Return every line in the items below that contains the string "decal", treating uppercase and lowercase as distinct.

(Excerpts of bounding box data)
* * * * * * * * *

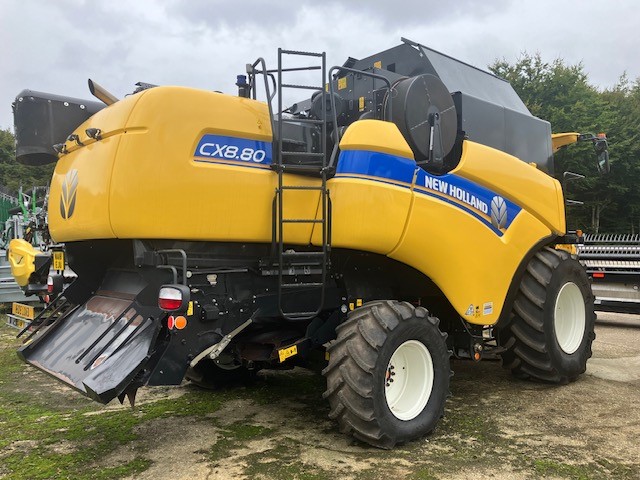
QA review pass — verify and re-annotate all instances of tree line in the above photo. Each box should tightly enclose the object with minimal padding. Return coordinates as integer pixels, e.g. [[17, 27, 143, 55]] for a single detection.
[[489, 54, 640, 233], [0, 54, 640, 233]]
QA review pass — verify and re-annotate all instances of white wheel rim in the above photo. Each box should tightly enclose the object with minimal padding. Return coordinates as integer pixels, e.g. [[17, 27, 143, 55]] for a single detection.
[[384, 340, 433, 420], [553, 282, 586, 355]]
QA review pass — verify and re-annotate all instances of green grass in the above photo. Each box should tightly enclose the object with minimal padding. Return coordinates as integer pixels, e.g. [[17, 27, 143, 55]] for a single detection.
[[0, 317, 640, 480]]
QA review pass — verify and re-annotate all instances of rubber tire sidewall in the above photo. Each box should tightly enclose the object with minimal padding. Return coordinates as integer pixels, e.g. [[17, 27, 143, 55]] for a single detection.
[[372, 318, 451, 442], [544, 257, 595, 380]]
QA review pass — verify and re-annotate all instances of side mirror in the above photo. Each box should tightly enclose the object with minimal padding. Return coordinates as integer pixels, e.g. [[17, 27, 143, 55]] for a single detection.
[[593, 137, 611, 175], [578, 133, 611, 175]]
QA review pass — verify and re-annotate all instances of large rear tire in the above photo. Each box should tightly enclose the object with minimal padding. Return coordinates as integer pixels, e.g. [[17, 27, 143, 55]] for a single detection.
[[499, 248, 596, 383], [322, 301, 451, 448]]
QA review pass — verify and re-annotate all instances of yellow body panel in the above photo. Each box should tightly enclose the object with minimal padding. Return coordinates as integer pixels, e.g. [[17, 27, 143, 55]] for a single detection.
[[7, 238, 42, 287], [49, 91, 565, 324], [451, 141, 566, 235], [49, 87, 319, 244], [313, 120, 415, 255], [340, 120, 414, 158]]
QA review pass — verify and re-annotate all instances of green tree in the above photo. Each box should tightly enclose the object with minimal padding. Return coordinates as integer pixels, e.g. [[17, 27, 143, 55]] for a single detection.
[[489, 54, 640, 232]]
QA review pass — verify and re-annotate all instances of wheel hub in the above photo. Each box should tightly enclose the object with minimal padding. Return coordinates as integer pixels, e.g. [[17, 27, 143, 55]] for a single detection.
[[384, 340, 434, 421], [553, 282, 586, 355]]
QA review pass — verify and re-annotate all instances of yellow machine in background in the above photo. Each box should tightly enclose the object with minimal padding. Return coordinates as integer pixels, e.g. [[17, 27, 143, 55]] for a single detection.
[[10, 40, 606, 448]]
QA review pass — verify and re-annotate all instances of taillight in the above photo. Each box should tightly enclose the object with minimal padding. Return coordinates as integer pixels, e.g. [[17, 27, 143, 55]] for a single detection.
[[158, 285, 190, 312]]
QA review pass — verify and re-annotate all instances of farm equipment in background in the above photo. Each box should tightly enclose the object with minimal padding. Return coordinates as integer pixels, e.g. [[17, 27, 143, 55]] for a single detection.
[[0, 187, 51, 310], [8, 39, 604, 448], [577, 234, 640, 313]]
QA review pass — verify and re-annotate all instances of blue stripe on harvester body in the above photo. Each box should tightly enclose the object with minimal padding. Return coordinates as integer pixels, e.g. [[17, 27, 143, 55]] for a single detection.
[[336, 150, 522, 236]]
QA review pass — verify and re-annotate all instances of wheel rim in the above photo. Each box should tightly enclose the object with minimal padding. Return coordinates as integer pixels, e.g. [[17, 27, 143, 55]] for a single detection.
[[553, 282, 586, 355], [384, 340, 434, 420]]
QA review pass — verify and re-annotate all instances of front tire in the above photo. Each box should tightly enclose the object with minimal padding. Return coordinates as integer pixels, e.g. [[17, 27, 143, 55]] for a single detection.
[[500, 248, 596, 384], [322, 301, 451, 448]]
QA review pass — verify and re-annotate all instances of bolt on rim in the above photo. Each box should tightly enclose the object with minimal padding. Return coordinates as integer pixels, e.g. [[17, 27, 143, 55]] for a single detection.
[[553, 282, 586, 355], [384, 340, 434, 421]]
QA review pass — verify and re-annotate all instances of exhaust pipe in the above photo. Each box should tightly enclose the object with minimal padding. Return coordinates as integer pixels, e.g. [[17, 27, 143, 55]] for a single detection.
[[89, 79, 119, 105]]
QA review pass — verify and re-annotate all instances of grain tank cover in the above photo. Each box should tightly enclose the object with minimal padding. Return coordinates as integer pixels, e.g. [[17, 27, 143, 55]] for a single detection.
[[349, 38, 553, 174], [13, 90, 104, 165]]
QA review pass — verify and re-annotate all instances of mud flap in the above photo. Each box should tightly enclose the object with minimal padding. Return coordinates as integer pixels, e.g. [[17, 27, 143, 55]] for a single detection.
[[18, 294, 160, 403]]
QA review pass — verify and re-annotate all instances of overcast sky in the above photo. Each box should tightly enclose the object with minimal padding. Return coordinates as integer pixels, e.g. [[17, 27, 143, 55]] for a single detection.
[[0, 0, 640, 128]]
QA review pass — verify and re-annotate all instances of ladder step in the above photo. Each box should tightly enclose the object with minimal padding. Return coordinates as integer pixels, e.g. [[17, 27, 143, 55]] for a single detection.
[[282, 185, 324, 192], [282, 252, 324, 258], [280, 83, 322, 90], [271, 163, 328, 175], [282, 151, 324, 157], [282, 218, 324, 223], [282, 282, 324, 288], [285, 312, 319, 320], [280, 118, 324, 125], [280, 50, 324, 57]]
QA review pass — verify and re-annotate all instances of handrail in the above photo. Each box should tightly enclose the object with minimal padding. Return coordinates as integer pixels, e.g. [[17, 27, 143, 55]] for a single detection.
[[247, 57, 277, 137]]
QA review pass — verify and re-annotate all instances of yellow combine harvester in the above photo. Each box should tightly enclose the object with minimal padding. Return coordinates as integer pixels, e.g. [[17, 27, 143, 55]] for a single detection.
[[10, 39, 608, 448]]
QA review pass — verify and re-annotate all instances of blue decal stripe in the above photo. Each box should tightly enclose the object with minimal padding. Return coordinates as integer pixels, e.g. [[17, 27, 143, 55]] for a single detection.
[[336, 150, 416, 183], [336, 150, 522, 236], [193, 157, 271, 170], [193, 134, 273, 165]]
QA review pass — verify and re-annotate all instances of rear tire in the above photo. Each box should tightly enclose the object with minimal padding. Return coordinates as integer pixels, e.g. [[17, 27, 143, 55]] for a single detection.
[[322, 301, 451, 448], [500, 248, 596, 383]]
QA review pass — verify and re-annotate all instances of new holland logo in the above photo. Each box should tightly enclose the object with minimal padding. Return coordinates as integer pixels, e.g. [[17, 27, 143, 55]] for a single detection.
[[491, 195, 507, 229], [60, 169, 78, 219]]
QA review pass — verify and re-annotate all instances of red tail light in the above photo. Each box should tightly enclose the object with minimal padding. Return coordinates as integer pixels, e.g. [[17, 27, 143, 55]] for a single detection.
[[158, 285, 190, 312]]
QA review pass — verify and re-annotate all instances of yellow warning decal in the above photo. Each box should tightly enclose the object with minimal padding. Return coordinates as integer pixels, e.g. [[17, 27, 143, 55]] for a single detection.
[[278, 345, 298, 363], [53, 252, 64, 270], [11, 302, 36, 320]]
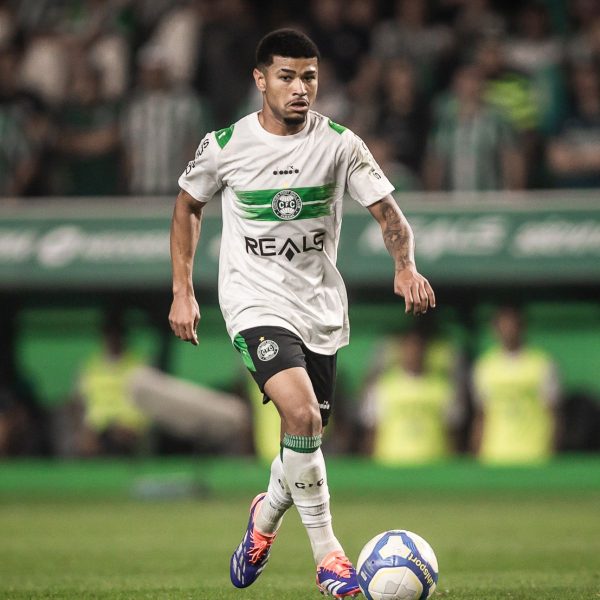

* * * * * * * * *

**SOLUTION TO THIS EXERCISE**.
QA review pass — verify and re-annotate all instances of blue decal stripe in the above photo. Each box should tightly enclose the object with minimal padding. Return coordinates as integer pixels, e.g. [[17, 27, 143, 55]] for a single detection.
QA review pass — verify and re-annotate all instances of yellow warning decal in the above photo. Each box should tightly enclose the object with minimal padding. Return coordinates as integer pixels, e.g. [[17, 27, 143, 55]] for a single detection.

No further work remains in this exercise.